Exercise data START
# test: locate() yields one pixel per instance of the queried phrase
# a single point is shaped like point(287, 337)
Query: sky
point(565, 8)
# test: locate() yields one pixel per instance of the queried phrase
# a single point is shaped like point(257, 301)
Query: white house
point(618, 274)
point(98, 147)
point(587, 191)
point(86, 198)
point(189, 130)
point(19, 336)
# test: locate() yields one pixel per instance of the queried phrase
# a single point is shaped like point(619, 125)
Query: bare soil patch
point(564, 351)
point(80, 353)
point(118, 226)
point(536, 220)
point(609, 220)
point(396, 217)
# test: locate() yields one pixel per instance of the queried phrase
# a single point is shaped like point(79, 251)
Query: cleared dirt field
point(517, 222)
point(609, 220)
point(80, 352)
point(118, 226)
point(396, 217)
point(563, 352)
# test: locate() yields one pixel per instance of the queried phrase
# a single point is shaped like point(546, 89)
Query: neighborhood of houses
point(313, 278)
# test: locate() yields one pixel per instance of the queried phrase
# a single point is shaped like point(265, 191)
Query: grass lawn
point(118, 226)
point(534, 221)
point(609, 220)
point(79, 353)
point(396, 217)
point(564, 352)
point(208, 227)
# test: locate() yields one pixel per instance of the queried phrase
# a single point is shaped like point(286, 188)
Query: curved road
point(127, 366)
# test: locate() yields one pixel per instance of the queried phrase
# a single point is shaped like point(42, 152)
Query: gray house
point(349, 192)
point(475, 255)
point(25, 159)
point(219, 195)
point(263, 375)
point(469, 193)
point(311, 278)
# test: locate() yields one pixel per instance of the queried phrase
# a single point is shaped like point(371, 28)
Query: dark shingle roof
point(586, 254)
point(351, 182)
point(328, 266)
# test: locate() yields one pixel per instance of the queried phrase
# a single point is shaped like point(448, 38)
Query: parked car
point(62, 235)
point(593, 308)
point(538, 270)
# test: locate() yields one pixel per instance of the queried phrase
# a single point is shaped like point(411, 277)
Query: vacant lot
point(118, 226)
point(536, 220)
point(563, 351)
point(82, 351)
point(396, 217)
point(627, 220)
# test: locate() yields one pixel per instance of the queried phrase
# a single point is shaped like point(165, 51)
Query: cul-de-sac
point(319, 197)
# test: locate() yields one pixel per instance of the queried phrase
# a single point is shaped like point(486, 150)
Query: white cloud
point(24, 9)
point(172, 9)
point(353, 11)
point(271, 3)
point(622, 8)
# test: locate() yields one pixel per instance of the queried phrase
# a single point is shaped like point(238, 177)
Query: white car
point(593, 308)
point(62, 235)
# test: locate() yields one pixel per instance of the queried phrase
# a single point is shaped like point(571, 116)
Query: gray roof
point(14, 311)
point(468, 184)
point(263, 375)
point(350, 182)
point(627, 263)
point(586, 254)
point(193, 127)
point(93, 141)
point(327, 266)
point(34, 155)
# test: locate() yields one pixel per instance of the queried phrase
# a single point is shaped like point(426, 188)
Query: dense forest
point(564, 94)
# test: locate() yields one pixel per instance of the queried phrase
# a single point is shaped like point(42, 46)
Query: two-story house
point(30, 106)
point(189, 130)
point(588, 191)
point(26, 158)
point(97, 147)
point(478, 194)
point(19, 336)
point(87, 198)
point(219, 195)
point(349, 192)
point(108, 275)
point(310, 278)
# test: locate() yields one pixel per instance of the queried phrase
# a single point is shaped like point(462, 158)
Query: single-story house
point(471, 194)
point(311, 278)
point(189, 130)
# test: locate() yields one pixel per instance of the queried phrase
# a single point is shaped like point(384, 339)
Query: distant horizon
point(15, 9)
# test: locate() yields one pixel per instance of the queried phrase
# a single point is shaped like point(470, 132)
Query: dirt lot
Exercise data END
The problem |
Print exactly the lines above, between the one holding "# a single point is shaped like point(42, 46)" and the one holding "# a single point is shaped like point(462, 158)", inclusive, and nothing besides.

Exercise output |
# a single point is shaped like point(42, 46)
Query: two-story house
point(30, 106)
point(189, 130)
point(588, 191)
point(26, 158)
point(97, 147)
point(478, 194)
point(19, 336)
point(87, 198)
point(219, 195)
point(349, 192)
point(108, 275)
point(310, 278)
# test: locate() yields one pixel per instance of the queried phrase
# a single point is shaped like point(462, 158)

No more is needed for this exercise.